▶ _Your goal_: Below are records to be reproduced exactly and in full.

=-=-=-=-=

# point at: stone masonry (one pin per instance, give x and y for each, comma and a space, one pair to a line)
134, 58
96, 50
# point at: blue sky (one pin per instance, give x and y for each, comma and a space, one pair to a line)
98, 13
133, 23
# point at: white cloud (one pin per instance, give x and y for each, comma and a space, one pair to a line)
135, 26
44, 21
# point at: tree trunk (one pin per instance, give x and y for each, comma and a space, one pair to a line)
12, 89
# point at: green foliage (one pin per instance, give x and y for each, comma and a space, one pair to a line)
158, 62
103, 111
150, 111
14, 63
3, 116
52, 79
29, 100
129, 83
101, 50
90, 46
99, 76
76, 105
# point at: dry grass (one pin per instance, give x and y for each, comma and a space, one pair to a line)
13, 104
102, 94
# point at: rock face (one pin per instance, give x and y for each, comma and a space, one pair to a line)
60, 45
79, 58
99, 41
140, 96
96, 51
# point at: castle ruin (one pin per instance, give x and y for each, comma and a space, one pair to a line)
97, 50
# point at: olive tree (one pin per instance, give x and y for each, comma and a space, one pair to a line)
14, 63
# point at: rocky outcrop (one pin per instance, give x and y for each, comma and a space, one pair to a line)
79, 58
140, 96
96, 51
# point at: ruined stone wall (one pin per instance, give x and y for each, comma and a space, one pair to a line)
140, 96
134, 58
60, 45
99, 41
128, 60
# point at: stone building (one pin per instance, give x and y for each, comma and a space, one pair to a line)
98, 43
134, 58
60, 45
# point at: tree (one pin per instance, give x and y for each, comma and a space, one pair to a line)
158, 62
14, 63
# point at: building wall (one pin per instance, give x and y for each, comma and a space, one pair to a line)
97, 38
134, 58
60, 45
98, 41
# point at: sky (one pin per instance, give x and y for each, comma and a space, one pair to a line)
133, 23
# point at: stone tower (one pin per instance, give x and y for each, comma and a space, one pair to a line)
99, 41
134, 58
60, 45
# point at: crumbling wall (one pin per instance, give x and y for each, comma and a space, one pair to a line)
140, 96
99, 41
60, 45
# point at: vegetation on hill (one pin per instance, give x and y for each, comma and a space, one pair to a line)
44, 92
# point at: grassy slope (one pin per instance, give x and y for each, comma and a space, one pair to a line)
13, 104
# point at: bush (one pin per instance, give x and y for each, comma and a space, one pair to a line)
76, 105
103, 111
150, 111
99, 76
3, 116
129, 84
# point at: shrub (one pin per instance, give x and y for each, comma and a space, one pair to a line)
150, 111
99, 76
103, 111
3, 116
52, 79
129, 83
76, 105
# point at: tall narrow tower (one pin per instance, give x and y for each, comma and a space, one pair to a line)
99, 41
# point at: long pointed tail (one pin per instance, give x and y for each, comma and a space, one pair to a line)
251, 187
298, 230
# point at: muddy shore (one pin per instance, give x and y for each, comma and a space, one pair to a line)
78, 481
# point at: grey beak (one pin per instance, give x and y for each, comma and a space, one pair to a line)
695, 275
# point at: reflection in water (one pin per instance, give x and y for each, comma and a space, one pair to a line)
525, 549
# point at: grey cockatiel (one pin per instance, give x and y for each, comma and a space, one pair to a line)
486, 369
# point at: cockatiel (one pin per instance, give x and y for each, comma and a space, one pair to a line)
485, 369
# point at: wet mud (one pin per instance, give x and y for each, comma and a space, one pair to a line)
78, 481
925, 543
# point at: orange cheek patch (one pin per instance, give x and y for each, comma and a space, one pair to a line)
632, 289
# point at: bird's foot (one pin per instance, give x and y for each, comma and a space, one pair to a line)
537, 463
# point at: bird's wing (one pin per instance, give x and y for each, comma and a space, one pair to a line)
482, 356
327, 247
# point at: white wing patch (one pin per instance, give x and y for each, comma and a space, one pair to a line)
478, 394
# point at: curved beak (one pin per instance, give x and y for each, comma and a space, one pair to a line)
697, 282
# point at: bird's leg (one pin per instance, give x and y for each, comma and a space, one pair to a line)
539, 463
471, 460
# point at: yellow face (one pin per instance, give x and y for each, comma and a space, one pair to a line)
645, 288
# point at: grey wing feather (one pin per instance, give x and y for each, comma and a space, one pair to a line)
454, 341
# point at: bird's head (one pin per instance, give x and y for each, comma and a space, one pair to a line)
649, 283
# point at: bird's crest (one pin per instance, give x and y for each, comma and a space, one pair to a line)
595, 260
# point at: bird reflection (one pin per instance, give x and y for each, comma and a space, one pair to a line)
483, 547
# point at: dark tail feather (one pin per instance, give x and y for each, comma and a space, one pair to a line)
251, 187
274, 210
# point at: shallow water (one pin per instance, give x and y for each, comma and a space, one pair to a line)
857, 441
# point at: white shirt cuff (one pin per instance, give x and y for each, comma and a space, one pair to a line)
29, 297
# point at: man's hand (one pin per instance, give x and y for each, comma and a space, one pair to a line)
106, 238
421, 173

=-=-=-=-=

▶ _Answer space_:
# point at: stone masonry (one pin per instance, give x and y for each, comma and a space, one pair to a line)
134, 58
96, 50
# point at: blue sky (one pin per instance, give x and y for each, comma and a space, one pair to a line)
98, 13
133, 23
# point at: white cloud (one pin per instance, give x and y for each, comma and a space, one pair to a line)
135, 26
44, 21
# point at: tree trunk (one pin per instance, give x and y for each, comma and a space, one pair to a line)
12, 89
# point at: green foliage (one pin per instance, give x and y for each, comma and a space, one pair to a line)
158, 62
103, 111
150, 111
14, 63
3, 116
52, 79
29, 100
129, 83
101, 50
90, 46
99, 76
76, 105
# point at: dry grass (one pin per instance, give x and y for each, comma and a space, one pair to a line)
13, 104
102, 94
# point at: rock face (one pin per instance, give x and y for each, comma and a space, one pair to a line)
60, 45
79, 58
99, 41
140, 96
96, 51
# point at: castle ruin (one pin per instance, give x and y for each, comma and a space, one pair to a line)
97, 50
# point at: olive tree (one pin per instance, give x and y for each, comma and a space, one pair to a line)
14, 63
# point at: rocky outcrop (one pin per instance, give x and y for each, comma and a space, one pair to a line)
79, 58
140, 96
96, 51
# point at: ruined stone wall (one pin per instance, give x and y for each, comma and a space, one pair to a line)
140, 96
134, 58
60, 45
99, 41
128, 60
# point at: stone building (one pin per instance, give x and y for each, comma and a space, one pair to a line)
98, 43
134, 58
60, 45
# point at: tree (one pin per instance, give x and y for each, comma and a space, one pair to a line)
158, 62
14, 63
# point at: building wall (one pin per instance, give x and y for each, comma and a space, one pair to a line)
97, 38
134, 58
60, 45
98, 41
# point at: sky (one pin per instance, give x and y for each, comma and a space, one pair to a line)
133, 23
# point at: stone tower (one pin per instance, give x and y for each, comma and a space, one pair to a line)
99, 41
134, 58
60, 45
# point at: crumbling wall (one pin per instance, give x and y for each, comma and a space, one pair to a line)
140, 96
99, 41
60, 45
# point at: vegetation on hill (one pin per instance, give x and y for each, comma and a space, one pair to a line)
44, 92
# point at: grassy slope (one pin per instance, give x and y for each, comma and a space, one pair to a line)
13, 104
# point at: bush (one pin per instance, give x and y for each, comma and a space, one pair to a line)
76, 105
103, 111
150, 111
99, 76
3, 116
129, 84
# point at: shrub (one pin per instance, give x and y for each, comma and a space, one pair to a line)
150, 111
99, 76
103, 111
3, 116
52, 79
129, 83
76, 105
# point at: tall narrow tower (one pin per instance, give x and y for each, comma and a space, one pair to a line)
99, 41
# point at: long pointed tail (one pin per instance, give x and y for each, comma and a space, one pair to a line)
251, 187
298, 230
# point at: muddy shore (one pin per instance, give x and y for each, comma and a space, one pair to a line)
78, 481
# point at: grey beak (one pin per instance, give x and y for each, comma and a space, one pair to a line)
695, 275
# point at: reflection in water (one pin per instance, give x and y for each, comma and a space, one pair to a line)
525, 549
# point at: grey cockatiel (one pin per instance, give x and y for each, comma and a space, one pair to a line)
486, 369
# point at: cockatiel (one pin per instance, give x and y for each, comma and a space, one pair to a line)
485, 369
# point at: wet mud (one pin per instance, give x and y for each, comma and a space, one pair to a line)
78, 481
925, 543
# point at: orange cheek patch (one pin per instance, give x and y for each, comma and a space, one pair to a line)
632, 289
# point at: bird's foot (one pin per instance, give x and y for each, comma and a space, one pair to a line)
537, 463
# point at: bird's wing (one pin per instance, give x and y for each, comma and a space, one pair to a line)
482, 356
327, 247
# point at: white wing patch (one pin per instance, give x and y for each, comma and a space, one pair to a line)
478, 394
# point at: curved beak (one pin per instance, give x and y for each, comma and a space, one pair to a line)
697, 282
# point at: bird's leg (one pin per instance, give x and y for each, comma and a space, one pair to a line)
539, 463
471, 460
# point at: yellow face (one pin per instance, give x and y for each, comma and a space, one pair to a line)
645, 288
# point at: grey wing feather (one pin per instance, give x and y for each, comma and a space, one pair to a line)
454, 341
# point at: bird's head (one pin per instance, give x and y for each, comma and a space, one pair to a line)
649, 283
# point at: bird's crest (one pin per instance, give x and y for each, comma and a space, one pair to a line)
595, 260
# point at: bird reflection (one pin per instance, give x and y for each, comma and a space, one pair to a line)
483, 547
# point at: dark tail feather (one pin per instance, give x and y for each, comma and a space, one pair to a line)
251, 187
274, 210
# point at: shallow water (one pin per instance, give x and y for each, comma and a space, one pair to a line)
857, 441
# point at: white shirt cuff (one pin per instance, give x and y for each, comma and a space, one pair to a line)
29, 297
# point at: man's hand (one pin per instance, give x and y for each, comma and a space, one pair to a line)
106, 238
421, 173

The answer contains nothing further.